### Task to carry out:
Print all records exactly, leaving nothing out.

### Dataset items:
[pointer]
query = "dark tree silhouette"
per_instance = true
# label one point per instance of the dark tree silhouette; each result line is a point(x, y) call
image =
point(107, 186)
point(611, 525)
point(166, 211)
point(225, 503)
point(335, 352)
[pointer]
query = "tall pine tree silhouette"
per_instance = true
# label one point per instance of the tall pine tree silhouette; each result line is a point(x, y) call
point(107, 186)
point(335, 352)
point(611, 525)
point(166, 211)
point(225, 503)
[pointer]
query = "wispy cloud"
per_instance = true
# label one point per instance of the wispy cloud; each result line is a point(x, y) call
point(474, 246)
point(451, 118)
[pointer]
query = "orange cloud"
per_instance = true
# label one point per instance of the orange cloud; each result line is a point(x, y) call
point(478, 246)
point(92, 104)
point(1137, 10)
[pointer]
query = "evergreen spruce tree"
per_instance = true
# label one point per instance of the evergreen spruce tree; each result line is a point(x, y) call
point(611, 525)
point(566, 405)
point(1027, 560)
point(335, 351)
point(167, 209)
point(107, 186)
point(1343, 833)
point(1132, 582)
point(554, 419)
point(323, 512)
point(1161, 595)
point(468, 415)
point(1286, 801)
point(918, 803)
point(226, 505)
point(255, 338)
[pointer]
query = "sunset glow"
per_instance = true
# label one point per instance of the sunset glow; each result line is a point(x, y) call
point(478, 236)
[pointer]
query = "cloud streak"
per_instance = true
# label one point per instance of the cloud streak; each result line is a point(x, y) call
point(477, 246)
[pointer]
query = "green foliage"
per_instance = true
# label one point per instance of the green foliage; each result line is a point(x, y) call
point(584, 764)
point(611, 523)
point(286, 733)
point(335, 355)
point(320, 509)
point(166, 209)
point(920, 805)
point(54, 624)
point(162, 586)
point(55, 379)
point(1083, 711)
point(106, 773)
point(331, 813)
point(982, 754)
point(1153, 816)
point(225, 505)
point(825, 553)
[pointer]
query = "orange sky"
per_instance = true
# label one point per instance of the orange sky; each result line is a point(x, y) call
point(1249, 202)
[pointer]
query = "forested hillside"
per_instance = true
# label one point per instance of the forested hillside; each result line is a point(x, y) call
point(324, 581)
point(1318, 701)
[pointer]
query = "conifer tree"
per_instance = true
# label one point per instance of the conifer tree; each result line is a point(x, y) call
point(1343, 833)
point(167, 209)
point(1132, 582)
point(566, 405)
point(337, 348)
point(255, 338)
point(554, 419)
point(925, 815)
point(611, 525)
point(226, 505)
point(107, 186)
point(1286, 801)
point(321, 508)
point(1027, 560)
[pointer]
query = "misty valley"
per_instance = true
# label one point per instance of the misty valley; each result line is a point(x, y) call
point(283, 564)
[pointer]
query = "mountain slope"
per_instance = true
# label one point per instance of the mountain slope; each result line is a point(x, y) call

### Output for this exercise:
[pointer]
query = "dark tree silhouette"
per_instance = true
# label one point per instance of the dark tree silhouette; each result line is a point(x, y) call
image =
point(107, 186)
point(611, 525)
point(166, 211)
point(225, 503)
point(335, 352)
[pointer]
query = "tall pine tree silhouette"
per_instance = true
# label one point per instance of the tall pine tree silhouette; each result line is a point(x, y) call
point(107, 186)
point(335, 352)
point(611, 525)
point(166, 211)
point(225, 503)
[pointer]
query = "wispy cloud"
per_instance = true
# label one point per instance of the wispy cloud; each result line is a point(x, y) call
point(474, 246)
point(451, 118)
[pointer]
query = "orange cloud"
per_instance = true
# label one point per instance of the orange cloud; each result line is a point(x, y) call
point(478, 246)
point(92, 104)
point(1137, 10)
[pointer]
query = "evergreen spruce tree"
per_instance = true
# label one point per instance of the evergreen spruce tree; each result line is a point(x, y) call
point(611, 525)
point(566, 405)
point(1027, 560)
point(335, 351)
point(167, 209)
point(107, 186)
point(1343, 833)
point(1132, 582)
point(554, 419)
point(323, 512)
point(1161, 595)
point(468, 415)
point(1286, 801)
point(918, 803)
point(226, 505)
point(255, 338)
[pointer]
query = "sunset glow"
per_instance = true
# label one point per instance of the sunset glow; each result line is a point(x, y) call
point(478, 236)
[pointer]
query = "cloud streak"
per_instance = true
# label one point per instance of the cloud streak; each result line is a point(x, y) call
point(477, 246)
[pointer]
query = "green foliage"
per_instance = true
# label one point per instance of the green foliage; each result line is a point(x, y) call
point(584, 764)
point(611, 523)
point(286, 733)
point(335, 355)
point(320, 509)
point(166, 209)
point(920, 805)
point(54, 624)
point(162, 586)
point(55, 379)
point(1083, 711)
point(106, 773)
point(331, 813)
point(982, 754)
point(1153, 816)
point(225, 505)
point(825, 553)
[pointer]
query = "orange sky"
per_instance = true
# label one point per instance of the orange sky; each result line is a point(x, y) call
point(1249, 202)
[pointer]
query = "forested hillside"
per_instance = true
# label one point per instance of the forested hillside; each result line is a point(x, y) call
point(324, 581)
point(1318, 701)
[pointer]
query = "conifer tree"
per_instance = true
# label one point per instance of the conifer tree; each result line is a point(x, y) call
point(1343, 833)
point(167, 209)
point(1132, 582)
point(566, 405)
point(337, 348)
point(255, 338)
point(554, 419)
point(925, 815)
point(611, 525)
point(226, 505)
point(107, 186)
point(1286, 801)
point(321, 508)
point(1027, 560)
[pointer]
query = "misty valley"
per_instance = true
# label one point per instance of the misty valley; each result line is a point(x, y) call
point(283, 564)
[pointer]
query = "mountain slope"
per_instance = true
# label one point per instance of the mountain slope; each result line is a point(x, y) call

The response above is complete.